[WHAT THE TASK ASKS] All of the entries below need repeating exactly, apart from their images.

Start of INPUT DATA

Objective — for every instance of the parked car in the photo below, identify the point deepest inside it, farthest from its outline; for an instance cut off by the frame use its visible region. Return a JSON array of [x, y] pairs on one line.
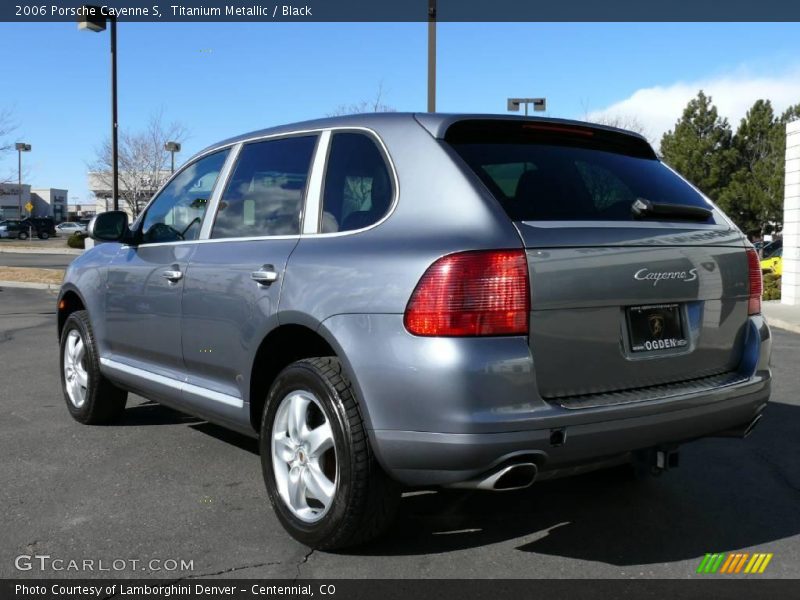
[[69, 227], [399, 300], [41, 227], [15, 229], [773, 264]]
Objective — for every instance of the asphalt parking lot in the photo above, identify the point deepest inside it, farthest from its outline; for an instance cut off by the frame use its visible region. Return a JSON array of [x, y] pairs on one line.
[[39, 261], [163, 486]]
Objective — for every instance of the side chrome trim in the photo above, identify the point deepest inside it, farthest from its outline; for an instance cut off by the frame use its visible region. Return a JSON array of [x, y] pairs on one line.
[[180, 386], [311, 214], [219, 187]]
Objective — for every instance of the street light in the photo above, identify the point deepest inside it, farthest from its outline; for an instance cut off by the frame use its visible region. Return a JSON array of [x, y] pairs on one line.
[[539, 104], [21, 147], [92, 19], [172, 148], [431, 55]]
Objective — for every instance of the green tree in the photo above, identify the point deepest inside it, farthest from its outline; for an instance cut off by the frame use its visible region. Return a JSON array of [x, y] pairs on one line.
[[754, 196], [700, 146]]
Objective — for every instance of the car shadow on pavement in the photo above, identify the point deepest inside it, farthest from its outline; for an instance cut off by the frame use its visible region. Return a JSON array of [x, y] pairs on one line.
[[152, 413], [727, 494], [226, 435]]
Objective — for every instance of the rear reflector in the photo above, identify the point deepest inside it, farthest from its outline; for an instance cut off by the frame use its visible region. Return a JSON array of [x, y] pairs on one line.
[[472, 294], [756, 284]]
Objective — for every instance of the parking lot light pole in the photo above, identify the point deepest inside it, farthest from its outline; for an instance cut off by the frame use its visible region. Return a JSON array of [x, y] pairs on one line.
[[172, 148], [431, 55], [92, 19], [21, 147], [539, 104]]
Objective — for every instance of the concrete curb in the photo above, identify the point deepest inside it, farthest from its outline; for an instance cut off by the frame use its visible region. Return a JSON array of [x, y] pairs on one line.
[[780, 324], [30, 285], [74, 251]]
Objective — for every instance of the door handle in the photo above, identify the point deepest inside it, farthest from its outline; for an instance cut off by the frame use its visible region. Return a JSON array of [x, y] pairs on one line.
[[265, 275], [172, 275]]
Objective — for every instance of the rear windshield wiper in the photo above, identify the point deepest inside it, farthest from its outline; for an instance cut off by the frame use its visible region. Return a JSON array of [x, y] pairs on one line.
[[645, 209]]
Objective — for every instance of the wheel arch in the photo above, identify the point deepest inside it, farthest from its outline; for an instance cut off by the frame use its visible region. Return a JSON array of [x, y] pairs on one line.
[[291, 341], [69, 301]]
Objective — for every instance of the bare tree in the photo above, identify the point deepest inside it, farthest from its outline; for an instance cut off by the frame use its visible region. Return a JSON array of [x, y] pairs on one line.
[[364, 106], [143, 162]]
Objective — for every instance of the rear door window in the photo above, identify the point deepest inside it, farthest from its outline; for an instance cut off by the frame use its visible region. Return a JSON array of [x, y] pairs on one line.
[[358, 189], [266, 192], [567, 173]]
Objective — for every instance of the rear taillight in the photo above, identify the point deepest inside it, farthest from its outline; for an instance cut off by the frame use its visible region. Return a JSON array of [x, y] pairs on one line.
[[756, 284], [472, 294]]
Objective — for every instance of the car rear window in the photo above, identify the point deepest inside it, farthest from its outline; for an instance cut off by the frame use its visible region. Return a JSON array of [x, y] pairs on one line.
[[541, 172]]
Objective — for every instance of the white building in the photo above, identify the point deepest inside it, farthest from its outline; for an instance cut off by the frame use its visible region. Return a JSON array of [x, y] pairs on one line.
[[47, 202], [145, 187]]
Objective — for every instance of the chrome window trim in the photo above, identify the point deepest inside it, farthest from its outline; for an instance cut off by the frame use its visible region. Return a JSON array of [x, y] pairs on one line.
[[371, 132], [220, 186], [313, 201], [137, 221], [181, 386], [392, 175], [315, 132]]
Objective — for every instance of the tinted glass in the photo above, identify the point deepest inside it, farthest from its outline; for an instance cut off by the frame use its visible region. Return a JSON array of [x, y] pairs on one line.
[[358, 189], [265, 194], [177, 213], [565, 176]]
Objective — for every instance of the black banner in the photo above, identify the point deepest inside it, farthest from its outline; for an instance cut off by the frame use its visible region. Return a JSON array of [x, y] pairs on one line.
[[366, 589], [404, 10]]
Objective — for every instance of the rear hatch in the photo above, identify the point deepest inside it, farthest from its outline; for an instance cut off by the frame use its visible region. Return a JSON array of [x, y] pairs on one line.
[[636, 279]]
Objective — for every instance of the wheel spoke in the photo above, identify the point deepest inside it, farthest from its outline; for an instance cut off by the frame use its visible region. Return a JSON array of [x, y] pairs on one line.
[[81, 377], [296, 452], [72, 340], [319, 486], [284, 447], [298, 411], [319, 439], [79, 349], [297, 490]]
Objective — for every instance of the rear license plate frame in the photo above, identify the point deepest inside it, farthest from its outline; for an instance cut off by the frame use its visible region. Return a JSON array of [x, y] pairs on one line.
[[656, 328]]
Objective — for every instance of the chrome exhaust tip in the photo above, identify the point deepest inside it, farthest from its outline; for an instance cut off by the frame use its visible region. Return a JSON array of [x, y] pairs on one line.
[[742, 431], [510, 477], [752, 426]]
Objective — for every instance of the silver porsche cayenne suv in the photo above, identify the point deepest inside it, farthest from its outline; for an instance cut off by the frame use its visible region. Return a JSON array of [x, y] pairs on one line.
[[397, 301]]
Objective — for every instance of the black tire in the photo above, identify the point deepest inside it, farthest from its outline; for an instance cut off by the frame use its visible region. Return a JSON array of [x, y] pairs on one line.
[[365, 499], [103, 402]]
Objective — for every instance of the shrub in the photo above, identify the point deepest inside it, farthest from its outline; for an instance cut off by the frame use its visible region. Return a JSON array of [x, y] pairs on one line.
[[77, 240], [772, 287]]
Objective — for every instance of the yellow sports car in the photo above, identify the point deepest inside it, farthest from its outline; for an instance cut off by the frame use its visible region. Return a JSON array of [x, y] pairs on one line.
[[773, 264]]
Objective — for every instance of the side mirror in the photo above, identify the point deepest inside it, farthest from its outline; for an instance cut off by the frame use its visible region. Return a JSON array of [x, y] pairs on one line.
[[110, 226]]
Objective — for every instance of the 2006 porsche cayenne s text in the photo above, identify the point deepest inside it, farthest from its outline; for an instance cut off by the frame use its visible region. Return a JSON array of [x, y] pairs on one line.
[[397, 301]]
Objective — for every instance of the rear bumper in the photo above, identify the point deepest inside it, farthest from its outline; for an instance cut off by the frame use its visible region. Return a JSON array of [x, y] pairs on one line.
[[425, 458], [442, 411]]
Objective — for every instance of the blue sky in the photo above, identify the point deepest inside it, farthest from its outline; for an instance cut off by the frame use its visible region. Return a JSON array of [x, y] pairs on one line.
[[223, 79]]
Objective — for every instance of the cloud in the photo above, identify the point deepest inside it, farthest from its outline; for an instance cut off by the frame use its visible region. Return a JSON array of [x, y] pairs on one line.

End of INPUT DATA

[EXERCISE SOLUTION]
Objective — for every instance of the parked car in the photo below, identify the point deepest inside it, farthest from its outline; for an instance cut off by the frame use its visible region. Return a JSON array of [x, y] pairs on one line.
[[69, 227], [399, 300], [41, 227], [15, 229], [773, 264]]
Objective — for every instance of the asphalt parking lot in the photo above, identify the point deepest inside it, farthest from its outline; for an instance cut off by the frame use its visible region. Return a JSON array of [x, y] pairs on one line.
[[39, 261], [163, 486]]
Objective — for every instance of the side chrome trim in the photo above, identify the point deepest inside it, farthest from its outline; for an instance cut off by the frame use its visible region. Return a JSON array of [x, y] pairs on one line.
[[180, 386], [311, 214], [219, 187]]
Objective — for every instance of the street light in the photo above, identify the point deepest inside it, farthest from its outline; for an instance cut off by the frame use its visible region. Return a JSON array of [x, y] pairs on one line.
[[539, 104], [21, 147], [92, 19], [172, 148], [431, 55]]
Objective — for every instance of the green tree in the photo above, identify the point deepest inside it, farthest from its outline; for an instance cut off by the frame use its visible region. Return a JSON array of [x, y] pairs on one line.
[[754, 196], [700, 146]]
Objective — for every instance of the car shadow on pavement in the photo above, identify the point deepest inside it, farthest from its outline; for an instance cut off by the frame use its visible region. Return a JSON array of [x, y] pairs on one line.
[[152, 413], [727, 494], [226, 435]]
Objective — for every instance of the rear reflector in the photo above, identify the point deepest inside it, farthest from its outline; for an instance cut off by the frame use its visible region. Return a JSON array of [x, y] pairs on one line.
[[472, 294], [756, 284]]
Objective — for every instance of the parking lot light pole in the photo above, identify the point deepest inside it, farthest from its outline; for an instance cut off by the frame use its visible region. Return a JSON array of [x, y] pairs on one line.
[[172, 148], [431, 55], [92, 19], [21, 147], [539, 104]]
Objective — for every instance of the concrete curb in the photo above, identify the point deepest inside it, farthest from its outline; for an instance cut off by the frame use its visible region. Return a JSON array of [x, y] pairs on one line.
[[780, 324], [30, 285], [74, 251]]
Objective — for every instance of the door handle in the photo above, identify the point deepest inside it, farthest from its outline; for an instance cut off by the frame use its visible region. Return a JSON array of [x, y] pairs on one line.
[[265, 275], [172, 275]]
Objective — for every instance of the rear windshield wiper in the photo above, identify the point deepest inside it, farthest from its outline; for an instance cut off by the frame use its visible region. Return a JSON array of [x, y] pairs on one line.
[[645, 209]]
Objective — for every instance of the wheel arch in the photo above, identify the point deepest inside it, farthest from its outline; for an instance cut off by the frame use its visible region. Return a JSON array of [x, y] pairs on one line.
[[291, 341], [69, 301]]
Objective — for every instance of the bare tree in the photo above, identify the point deepest inside it, farthest from its outline; for an instance cut off by the frame use its visible region. Return a JSON array of [x, y] pairs on one line.
[[364, 106], [143, 162]]
Objective — for every instance of the rear door window in the photo above, identify the point deepest inside it, farthest from its outline; for an instance cut off by the frame use its visible region. Return a JSON array of [x, y] pairs on one line.
[[358, 189], [266, 192], [567, 173]]
Objective — for every instance of the rear taillight in the photo above, identify the point deepest inside it, farthest from its outline; for an instance cut off by the frame use its visible region. Return a JSON array of [x, y] pairs on one line.
[[756, 284], [472, 294]]
Objective — for every instance of the car rear window in the photo above, identify the point deepest inside it, farthest from its outline; for an instance cut off by the frame use its visible region. Return a JSON array of [x, y] pairs on one line.
[[541, 172]]
Objective — for every instance of the white building in the photo above, identify the point deepest inside it, farthest from its outline; for an instance cut off by the frame use its visible region. Return a JSON array of [x, y] pairs on one line.
[[47, 202], [145, 187]]
Objective — for every instance of the chrome window trim in the photo above, identify the point deepest inside it, farthest from its outline; for an instance cut off by the frame use its visible region. Return a JSON array of [x, y] pairs on one line.
[[371, 132], [220, 186], [313, 201], [137, 221], [181, 386], [392, 175], [315, 132]]
Objective — for every instance of the tinted glass in the photo above, identify the point deepest inside it, farthest from its outline; for an instance cut off by the frame use its visible region. Return a JSON array of [x, y] pairs on one line.
[[358, 189], [265, 194], [177, 213], [565, 176]]
Objective — for every instance of the black banner in the photo above, identify the point deepest inside it, farthest from its outline; for an instance cut off by the frame use its visible region. Return a JSON array of [x, y] pairs on one line.
[[366, 589], [404, 10]]
Objective — for every instance of the rear hatch in the photo above, identify the point deepest inside it, farthest from its outline; for an instance cut off by the frame use its visible region. Return a JSON array of [x, y] pairs on one line.
[[636, 279]]
Objective — for every instance of the wheel spoke in the photo above, identify the point deepest inside it, farthest from its outline; for an instance cut off by the frame use its visible region. Return a JSON array of [x, y] pairs on one line.
[[81, 377], [296, 452], [72, 340], [319, 486], [284, 447], [298, 411], [319, 439], [79, 349], [297, 490]]
Objective — for every instance of the rear license plate frame in the photo above, identify the point deepest inside it, farthest from its outline; for an instance cut off by the frame use its visible region. Return a JSON array of [x, y] pairs on one line.
[[656, 328]]
Objective — for every instance of the chrome exhaust tip in the photo above, identify the point deepest inside it, farthest from its outline; for an instance cut off by the frame use its visible region. Return a JSON array of [x, y] pairs on one line.
[[742, 431], [510, 477], [752, 426]]
Objective — for every instance of the silver porsche cayenne suv in the photo above, identify the point deepest inside it, farthest from its outline; for an instance cut off by the frame use its visible region. Return a JSON array of [x, y] pairs on one line.
[[397, 301]]
Objective — for every instance of the black tire in the photo above, identify the point deepest inside it, farthest from its outline; for an instance cut off by the frame use its visible region. Return a JSON array of [x, y] pairs on one line.
[[365, 499], [103, 402]]
Objective — for every instance of the shrub in the photo above, identify the point deepest inside it, farthest from its outline; for an instance cut off by the frame use its visible region. Return a JSON array of [x, y] pairs on one line.
[[77, 240], [772, 287]]
Objective — for every instance of the yellow sports car in the photo above, identify the point deepest inside it, farthest from its outline; for an instance cut off by the frame use its visible region. Return a JSON array of [x, y] pairs on one line.
[[773, 264]]
Objective — for every instance of the side mirror in the photo above, identify the point deepest inside it, farthest from its outline; for an instance cut off by the frame use its visible region. Return a JSON array of [x, y] pairs on one line.
[[110, 226]]
Objective — for every instance of the 2006 porsche cayenne s text in the photo above, identify the point deepest inside it, farthest from its outline; for an instance cut off by the frame use its visible region. Return a JSON array of [x, y] pairs on one line.
[[397, 301]]
Objective — for every instance of the rear bumper in the photo above, identify the point deepest inside it, farthest from its outline; for an instance cut off by the frame use its visible region. Return a JSON array of [x, y] pairs on one line.
[[425, 458], [442, 411]]
Objective — for every instance of the blue sky in the photo above, identify the point deepest inside it, farthest from its outline; for an instance cut off by the frame use its visible region. Return a JSON array of [x, y] pairs on one line.
[[223, 79]]
Objective — for every instance of the cloud in the photo above, identify the point deepest inside it, farthest from its outline; for an instance cut off by the frame use its visible region. Return a JSON array of [x, y] pairs on one line.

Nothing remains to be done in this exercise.